## WORK TO COMPLETE
Convert the entries below, from the line with "Exercise. Pick out the black face" through the line with "pixel 202 52", both lines included, into a two-column CSV with the headers text and answer and one row per entry. Put each entry's text and its answer in a single quoted field apiece, replacing line breaks with spaces.

>>>

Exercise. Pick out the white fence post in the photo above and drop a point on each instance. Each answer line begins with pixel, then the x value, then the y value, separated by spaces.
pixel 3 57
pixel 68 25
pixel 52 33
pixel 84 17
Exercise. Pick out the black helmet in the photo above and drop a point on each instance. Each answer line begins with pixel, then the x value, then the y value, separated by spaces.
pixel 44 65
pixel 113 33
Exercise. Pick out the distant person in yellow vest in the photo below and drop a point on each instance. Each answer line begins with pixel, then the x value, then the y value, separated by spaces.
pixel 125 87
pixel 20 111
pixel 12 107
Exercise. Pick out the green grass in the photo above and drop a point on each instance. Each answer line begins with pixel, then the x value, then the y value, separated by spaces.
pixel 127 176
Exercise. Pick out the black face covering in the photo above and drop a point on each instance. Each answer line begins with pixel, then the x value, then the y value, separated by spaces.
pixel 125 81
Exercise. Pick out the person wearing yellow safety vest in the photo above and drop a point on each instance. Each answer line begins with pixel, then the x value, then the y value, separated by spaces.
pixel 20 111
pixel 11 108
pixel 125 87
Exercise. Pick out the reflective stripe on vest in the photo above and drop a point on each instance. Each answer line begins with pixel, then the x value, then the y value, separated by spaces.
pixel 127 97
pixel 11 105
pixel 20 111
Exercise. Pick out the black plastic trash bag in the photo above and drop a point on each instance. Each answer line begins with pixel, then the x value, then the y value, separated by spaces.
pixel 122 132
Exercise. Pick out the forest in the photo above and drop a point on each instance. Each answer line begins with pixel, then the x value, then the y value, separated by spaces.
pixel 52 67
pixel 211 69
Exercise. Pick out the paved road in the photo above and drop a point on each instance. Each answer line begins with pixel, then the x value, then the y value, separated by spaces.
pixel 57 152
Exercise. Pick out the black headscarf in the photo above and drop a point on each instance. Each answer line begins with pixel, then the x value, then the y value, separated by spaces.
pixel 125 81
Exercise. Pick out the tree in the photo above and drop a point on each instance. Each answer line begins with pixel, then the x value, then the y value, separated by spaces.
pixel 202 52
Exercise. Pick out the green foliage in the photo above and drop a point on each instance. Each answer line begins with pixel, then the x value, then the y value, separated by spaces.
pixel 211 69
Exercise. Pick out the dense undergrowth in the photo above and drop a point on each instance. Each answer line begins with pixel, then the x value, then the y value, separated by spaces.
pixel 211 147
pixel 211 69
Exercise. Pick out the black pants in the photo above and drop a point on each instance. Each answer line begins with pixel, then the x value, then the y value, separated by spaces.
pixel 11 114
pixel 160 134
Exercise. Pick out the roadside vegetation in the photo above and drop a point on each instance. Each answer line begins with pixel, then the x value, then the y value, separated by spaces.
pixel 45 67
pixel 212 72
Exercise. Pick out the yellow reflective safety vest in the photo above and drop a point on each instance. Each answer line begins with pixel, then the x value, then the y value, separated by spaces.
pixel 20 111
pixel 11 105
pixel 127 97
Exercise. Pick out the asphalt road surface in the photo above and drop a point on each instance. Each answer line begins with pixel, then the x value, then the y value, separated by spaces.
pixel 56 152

<<<

## ANSWER BELOW
text,answer
"Exercise. Pick out the black face covering in the photo above and drop a point on each instance. Each answer line begins with pixel, then the x value, then the y value, separated by spaces.","pixel 125 81"
"Exercise. Pick out the person wearing yellow safety vest in the photo above and drop a point on each instance. Each answer line begins with pixel, then the x value, then the y value, separated by spaces.","pixel 20 111 pixel 11 108 pixel 125 87"
"Exercise. Pick out the reflective stripe on vest in the photo above and drop a point on each instance. Each answer line begins with pixel, then the x value, then the y value, separated by spaces.","pixel 127 97 pixel 11 105 pixel 20 111"
"Exercise. Pick out the black plastic trash bag in the photo above and drop a point on each instance. Each answer line begins with pixel, then the x value, then the y value, separated by spaces.","pixel 122 132"
"Exercise. Pick out the forest in the photo above and drop a point on each instance. Each answer line begins with pixel, then the x value, then the y value, separated by spaces.","pixel 52 67 pixel 211 69"
"Exercise. Pick out the paved road in the photo above and drop a point on each instance. Each answer line begins with pixel, then the x value, then the y value, separated by spaces.","pixel 57 152"
"Exercise. Pick out the black headscarf in the photo above and drop a point on each instance. Each answer line begins with pixel, then the x value, then the y value, separated by spaces.","pixel 125 81"
"Exercise. Pick out the tree in the photo above and drop a point on each instance. Each answer line begins with pixel, then the x value, then the y value, separated by spaces.","pixel 202 52"